The result should be the line with "target: cushion on chair" followed by every remaining line of the entries, each reproduced exactly, with nothing else.
··· DATA SHOWN
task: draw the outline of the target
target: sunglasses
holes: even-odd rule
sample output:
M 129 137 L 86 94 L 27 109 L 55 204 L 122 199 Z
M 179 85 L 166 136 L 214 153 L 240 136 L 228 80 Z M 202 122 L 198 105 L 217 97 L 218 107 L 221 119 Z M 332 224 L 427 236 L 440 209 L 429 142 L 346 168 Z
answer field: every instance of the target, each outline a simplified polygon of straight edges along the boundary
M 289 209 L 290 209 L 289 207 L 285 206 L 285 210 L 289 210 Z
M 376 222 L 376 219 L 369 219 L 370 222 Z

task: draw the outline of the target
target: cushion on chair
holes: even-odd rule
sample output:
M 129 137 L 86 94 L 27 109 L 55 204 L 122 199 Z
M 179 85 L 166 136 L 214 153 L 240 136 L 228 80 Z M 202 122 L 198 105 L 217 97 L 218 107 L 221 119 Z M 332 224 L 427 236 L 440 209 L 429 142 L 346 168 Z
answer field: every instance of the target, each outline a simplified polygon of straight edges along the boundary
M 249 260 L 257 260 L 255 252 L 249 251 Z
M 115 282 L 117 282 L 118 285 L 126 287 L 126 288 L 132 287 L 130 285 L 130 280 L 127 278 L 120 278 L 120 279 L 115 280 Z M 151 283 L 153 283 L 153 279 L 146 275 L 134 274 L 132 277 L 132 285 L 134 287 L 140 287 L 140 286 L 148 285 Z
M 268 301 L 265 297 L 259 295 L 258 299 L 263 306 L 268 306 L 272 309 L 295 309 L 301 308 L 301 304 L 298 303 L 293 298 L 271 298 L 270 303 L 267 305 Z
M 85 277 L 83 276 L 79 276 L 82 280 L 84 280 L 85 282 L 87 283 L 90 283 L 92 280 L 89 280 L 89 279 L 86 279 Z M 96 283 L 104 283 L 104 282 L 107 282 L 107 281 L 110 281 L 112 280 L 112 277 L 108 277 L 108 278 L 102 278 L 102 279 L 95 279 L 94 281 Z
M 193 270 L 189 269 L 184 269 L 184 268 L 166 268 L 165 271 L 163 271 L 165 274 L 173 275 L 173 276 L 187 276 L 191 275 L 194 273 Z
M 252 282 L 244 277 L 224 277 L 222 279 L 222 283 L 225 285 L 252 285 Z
······
* _RESPONSE BOX_
target: cushion on chair
holes: even-odd rule
sample output:
M 129 137 L 86 94 L 27 109 L 55 204 L 122 199 Z
M 179 85 L 166 136 L 214 153 L 240 136 L 228 80 Z M 202 122 L 198 105 L 217 97 L 218 107 L 221 119 Z M 332 224 L 427 236 L 440 209 L 429 142 L 346 168 Z
answer field: every instance of the target, each outline a simplified polygon of straight edges along the boundary
M 249 260 L 257 260 L 255 252 L 249 251 Z
M 115 282 L 117 282 L 118 285 L 126 287 L 126 288 L 132 287 L 130 285 L 130 280 L 127 278 L 120 278 L 120 279 L 115 280 Z M 151 283 L 153 283 L 153 279 L 146 275 L 134 274 L 132 277 L 132 285 L 134 287 L 140 287 L 140 286 L 148 285 Z
M 268 301 L 265 297 L 259 295 L 258 299 L 263 306 L 268 306 L 272 309 L 295 309 L 301 308 L 301 304 L 298 303 L 293 298 L 271 298 L 270 303 L 267 305 Z
M 85 277 L 83 276 L 79 276 L 82 280 L 84 280 L 85 282 L 87 283 L 90 283 L 92 280 L 89 280 L 89 279 L 86 279 Z M 96 283 L 104 283 L 104 282 L 107 282 L 107 281 L 110 281 L 112 280 L 112 277 L 108 277 L 108 278 L 102 278 L 102 279 L 95 279 L 94 281 Z
M 193 270 L 189 269 L 184 269 L 184 268 L 166 268 L 165 271 L 163 271 L 165 274 L 173 275 L 173 276 L 187 276 L 191 275 L 194 273 Z
M 252 282 L 244 277 L 224 277 L 222 279 L 222 283 L 225 285 L 252 285 Z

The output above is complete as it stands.